## WORK INSTRUCTIONS
Present as a numbered list only the lines below from the line containing "Where can you spot the grass verge" through the line containing "column 581, row 340", both included, and omit any blank lines.

[Entries from a point annotation set]

════

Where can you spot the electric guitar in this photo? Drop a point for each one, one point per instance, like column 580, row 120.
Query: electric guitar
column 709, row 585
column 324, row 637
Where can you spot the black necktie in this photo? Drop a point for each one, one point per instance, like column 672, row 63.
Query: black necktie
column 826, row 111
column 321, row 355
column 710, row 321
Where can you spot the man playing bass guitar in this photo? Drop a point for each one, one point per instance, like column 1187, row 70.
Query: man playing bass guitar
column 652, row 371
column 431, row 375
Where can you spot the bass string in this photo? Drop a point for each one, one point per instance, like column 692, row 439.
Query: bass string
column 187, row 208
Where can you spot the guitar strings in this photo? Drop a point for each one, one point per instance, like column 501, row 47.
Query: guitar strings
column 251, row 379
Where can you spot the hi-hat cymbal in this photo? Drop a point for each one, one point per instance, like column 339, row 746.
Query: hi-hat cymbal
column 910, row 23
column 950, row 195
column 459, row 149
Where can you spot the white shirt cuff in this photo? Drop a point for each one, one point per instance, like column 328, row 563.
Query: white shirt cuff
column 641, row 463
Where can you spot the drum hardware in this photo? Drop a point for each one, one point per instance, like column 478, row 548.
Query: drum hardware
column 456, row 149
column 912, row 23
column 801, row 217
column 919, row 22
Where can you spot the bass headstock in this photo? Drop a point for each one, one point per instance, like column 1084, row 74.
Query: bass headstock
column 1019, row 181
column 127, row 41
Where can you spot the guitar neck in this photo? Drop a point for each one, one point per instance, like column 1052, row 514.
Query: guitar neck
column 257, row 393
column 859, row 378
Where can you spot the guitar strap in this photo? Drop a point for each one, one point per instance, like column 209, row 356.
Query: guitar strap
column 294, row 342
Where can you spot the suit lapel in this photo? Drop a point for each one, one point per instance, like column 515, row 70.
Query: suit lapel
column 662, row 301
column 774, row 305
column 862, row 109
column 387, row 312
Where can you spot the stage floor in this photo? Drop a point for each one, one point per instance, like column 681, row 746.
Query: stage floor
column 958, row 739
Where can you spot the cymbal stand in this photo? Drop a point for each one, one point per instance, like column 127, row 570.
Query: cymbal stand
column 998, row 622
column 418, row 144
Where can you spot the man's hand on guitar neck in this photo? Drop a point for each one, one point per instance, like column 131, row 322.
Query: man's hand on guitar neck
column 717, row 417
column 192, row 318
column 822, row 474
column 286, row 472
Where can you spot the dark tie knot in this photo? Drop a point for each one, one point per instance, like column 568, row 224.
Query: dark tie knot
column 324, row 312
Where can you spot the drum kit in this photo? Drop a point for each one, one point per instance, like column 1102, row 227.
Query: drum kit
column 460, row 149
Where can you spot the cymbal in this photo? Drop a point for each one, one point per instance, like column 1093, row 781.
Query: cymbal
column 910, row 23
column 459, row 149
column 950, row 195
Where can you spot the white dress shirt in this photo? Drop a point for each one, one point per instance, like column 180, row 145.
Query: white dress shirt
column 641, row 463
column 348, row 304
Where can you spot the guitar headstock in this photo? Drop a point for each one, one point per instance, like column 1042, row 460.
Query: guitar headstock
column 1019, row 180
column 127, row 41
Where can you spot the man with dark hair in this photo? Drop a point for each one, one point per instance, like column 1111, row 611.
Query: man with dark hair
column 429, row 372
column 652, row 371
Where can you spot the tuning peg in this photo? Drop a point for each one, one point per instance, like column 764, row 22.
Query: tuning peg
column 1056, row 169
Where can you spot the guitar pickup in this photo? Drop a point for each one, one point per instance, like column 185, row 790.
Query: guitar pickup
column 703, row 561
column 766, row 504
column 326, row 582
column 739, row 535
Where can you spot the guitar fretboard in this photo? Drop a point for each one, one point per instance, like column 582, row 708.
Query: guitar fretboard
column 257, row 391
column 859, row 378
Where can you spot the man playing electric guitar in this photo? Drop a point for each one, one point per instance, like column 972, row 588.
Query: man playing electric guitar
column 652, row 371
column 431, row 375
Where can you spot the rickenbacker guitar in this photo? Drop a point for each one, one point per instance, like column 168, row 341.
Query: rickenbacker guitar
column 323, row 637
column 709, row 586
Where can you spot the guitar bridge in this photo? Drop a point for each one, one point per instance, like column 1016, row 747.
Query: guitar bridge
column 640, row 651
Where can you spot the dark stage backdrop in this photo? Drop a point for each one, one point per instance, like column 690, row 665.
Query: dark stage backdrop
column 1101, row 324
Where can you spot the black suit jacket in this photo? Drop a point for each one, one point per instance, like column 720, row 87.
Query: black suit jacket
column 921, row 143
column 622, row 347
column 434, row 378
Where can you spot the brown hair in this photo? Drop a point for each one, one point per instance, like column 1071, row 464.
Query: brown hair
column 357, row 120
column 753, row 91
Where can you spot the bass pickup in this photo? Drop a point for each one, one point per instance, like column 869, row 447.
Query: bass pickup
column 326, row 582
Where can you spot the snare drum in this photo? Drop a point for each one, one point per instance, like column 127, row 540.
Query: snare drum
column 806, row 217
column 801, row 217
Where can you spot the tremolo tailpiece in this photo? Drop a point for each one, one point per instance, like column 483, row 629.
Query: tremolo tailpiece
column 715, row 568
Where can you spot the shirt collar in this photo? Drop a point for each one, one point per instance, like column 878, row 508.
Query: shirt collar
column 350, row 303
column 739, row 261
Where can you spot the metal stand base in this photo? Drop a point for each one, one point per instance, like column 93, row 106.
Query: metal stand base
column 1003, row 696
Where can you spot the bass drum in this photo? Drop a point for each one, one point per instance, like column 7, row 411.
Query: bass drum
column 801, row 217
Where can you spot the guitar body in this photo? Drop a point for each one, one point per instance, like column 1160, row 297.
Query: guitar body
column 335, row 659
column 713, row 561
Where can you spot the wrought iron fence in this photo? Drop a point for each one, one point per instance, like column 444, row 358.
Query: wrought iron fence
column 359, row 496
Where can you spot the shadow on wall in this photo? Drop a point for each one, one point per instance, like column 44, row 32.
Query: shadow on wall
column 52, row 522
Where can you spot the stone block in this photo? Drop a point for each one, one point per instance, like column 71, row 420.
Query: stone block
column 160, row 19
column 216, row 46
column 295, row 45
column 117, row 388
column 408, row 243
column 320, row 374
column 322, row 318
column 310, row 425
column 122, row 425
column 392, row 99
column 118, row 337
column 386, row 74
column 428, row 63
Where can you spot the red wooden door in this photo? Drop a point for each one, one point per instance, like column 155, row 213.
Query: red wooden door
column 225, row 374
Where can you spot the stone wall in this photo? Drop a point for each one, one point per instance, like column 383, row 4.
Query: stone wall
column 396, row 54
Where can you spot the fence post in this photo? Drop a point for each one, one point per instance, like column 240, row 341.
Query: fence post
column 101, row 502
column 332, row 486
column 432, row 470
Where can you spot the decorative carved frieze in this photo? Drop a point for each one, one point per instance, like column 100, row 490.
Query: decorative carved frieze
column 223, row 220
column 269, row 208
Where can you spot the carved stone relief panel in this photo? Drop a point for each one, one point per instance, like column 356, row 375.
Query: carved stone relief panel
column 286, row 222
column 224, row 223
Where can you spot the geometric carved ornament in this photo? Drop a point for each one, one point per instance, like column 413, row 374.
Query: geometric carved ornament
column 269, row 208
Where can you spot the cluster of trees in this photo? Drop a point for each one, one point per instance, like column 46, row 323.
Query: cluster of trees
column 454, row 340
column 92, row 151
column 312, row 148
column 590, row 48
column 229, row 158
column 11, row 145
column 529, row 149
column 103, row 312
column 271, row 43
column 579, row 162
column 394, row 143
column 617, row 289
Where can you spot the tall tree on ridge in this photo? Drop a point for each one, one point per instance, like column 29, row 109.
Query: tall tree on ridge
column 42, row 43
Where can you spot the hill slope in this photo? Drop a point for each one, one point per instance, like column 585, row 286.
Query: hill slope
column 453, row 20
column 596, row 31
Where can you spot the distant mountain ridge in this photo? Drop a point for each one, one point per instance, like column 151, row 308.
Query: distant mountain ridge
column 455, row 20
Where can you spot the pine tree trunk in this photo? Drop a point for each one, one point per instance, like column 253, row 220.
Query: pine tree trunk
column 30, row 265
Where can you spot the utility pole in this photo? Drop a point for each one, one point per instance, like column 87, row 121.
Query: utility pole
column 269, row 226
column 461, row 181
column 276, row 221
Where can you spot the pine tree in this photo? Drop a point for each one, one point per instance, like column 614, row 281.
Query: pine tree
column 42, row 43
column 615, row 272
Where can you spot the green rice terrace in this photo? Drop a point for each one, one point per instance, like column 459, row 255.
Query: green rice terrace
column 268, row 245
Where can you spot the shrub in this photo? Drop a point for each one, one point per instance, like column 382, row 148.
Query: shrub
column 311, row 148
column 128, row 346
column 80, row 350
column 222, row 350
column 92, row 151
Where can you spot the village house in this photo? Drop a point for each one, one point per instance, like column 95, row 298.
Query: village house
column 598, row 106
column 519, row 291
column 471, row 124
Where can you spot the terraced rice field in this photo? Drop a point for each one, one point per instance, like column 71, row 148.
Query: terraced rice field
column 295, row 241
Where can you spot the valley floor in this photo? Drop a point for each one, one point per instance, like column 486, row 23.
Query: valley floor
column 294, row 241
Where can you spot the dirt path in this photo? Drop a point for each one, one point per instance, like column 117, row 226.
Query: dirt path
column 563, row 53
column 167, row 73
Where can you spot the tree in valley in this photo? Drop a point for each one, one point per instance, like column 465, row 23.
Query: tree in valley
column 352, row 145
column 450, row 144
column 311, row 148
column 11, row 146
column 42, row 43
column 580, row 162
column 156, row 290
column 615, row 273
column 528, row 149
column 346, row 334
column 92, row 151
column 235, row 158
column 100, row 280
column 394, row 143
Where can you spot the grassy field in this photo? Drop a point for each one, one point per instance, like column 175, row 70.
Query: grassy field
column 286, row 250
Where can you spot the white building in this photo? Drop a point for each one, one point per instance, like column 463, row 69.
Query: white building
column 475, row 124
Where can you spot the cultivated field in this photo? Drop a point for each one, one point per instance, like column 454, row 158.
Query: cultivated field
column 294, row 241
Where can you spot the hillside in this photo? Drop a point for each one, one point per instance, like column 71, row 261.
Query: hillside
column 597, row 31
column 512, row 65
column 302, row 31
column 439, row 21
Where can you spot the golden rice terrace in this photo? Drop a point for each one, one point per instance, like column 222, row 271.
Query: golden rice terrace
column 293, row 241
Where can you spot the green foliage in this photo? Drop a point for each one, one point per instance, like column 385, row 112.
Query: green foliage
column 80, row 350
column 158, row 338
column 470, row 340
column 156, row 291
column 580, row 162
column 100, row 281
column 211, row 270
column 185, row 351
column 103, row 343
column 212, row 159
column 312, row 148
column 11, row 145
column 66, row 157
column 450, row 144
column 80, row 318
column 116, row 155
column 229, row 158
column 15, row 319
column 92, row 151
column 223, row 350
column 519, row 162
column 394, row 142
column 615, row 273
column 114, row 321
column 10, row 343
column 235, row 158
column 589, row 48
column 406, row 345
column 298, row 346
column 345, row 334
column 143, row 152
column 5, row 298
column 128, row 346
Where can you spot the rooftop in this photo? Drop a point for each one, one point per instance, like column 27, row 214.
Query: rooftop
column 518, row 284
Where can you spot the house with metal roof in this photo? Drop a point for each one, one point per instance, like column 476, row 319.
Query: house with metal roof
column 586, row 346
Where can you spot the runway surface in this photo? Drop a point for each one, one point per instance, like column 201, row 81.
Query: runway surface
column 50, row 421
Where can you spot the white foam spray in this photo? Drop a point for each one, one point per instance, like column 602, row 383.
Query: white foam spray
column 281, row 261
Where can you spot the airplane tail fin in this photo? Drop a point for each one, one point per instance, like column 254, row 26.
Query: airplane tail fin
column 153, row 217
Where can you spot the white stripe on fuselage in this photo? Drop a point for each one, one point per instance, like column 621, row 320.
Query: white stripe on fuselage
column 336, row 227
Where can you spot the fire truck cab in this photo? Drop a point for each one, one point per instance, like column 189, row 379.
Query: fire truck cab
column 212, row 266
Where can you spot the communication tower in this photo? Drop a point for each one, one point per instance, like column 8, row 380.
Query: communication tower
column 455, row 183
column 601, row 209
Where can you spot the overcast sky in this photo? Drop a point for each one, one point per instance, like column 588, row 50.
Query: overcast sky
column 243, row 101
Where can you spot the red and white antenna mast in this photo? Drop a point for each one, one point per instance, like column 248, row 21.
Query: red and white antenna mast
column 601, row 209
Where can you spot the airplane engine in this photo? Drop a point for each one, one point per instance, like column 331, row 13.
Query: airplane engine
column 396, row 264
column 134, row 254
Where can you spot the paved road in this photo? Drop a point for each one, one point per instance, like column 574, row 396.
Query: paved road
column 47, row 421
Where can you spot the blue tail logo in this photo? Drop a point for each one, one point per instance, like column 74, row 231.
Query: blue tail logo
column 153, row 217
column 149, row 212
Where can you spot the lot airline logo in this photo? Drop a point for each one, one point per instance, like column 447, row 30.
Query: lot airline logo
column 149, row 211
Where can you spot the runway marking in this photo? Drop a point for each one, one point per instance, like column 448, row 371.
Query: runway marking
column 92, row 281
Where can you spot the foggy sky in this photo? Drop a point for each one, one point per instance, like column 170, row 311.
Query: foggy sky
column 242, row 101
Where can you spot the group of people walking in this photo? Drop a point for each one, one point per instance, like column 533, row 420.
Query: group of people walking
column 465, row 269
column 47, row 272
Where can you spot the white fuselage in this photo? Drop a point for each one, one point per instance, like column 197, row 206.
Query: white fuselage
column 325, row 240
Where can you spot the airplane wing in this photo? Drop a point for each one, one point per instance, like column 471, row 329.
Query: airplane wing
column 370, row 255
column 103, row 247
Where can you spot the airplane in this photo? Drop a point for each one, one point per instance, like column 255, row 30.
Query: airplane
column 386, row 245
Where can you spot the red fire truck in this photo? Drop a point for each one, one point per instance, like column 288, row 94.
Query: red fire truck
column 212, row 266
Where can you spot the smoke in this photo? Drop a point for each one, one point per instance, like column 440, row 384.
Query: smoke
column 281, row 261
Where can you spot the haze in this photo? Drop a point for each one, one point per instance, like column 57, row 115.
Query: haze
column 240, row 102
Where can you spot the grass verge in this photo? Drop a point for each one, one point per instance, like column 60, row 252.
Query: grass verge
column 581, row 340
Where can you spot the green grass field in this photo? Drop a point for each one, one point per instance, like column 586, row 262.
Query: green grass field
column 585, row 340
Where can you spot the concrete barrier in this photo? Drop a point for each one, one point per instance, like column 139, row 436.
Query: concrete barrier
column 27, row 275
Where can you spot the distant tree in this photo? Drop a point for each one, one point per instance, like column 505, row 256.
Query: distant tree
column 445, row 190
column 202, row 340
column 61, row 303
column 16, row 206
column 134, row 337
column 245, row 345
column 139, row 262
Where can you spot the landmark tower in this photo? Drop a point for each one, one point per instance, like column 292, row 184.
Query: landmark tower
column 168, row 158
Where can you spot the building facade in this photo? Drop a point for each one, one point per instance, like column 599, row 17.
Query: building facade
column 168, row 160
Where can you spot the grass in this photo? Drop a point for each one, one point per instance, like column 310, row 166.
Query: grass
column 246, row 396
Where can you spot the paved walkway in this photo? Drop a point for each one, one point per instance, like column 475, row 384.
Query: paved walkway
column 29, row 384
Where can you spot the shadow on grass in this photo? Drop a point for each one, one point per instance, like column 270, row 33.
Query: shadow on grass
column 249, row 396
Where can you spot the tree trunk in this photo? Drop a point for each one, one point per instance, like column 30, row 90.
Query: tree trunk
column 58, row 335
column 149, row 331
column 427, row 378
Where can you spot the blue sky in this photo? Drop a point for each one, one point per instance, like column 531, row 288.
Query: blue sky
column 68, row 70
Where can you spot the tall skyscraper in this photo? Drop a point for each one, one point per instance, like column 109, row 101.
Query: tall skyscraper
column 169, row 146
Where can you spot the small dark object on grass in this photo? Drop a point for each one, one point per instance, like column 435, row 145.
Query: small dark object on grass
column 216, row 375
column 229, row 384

════

## RESULT OF THIS TASK
1. Where can you spot the grass verge in this photo? Drop a point for each one, one point per instance, like column 60, row 252.
2. Query: grass verge
3. column 581, row 340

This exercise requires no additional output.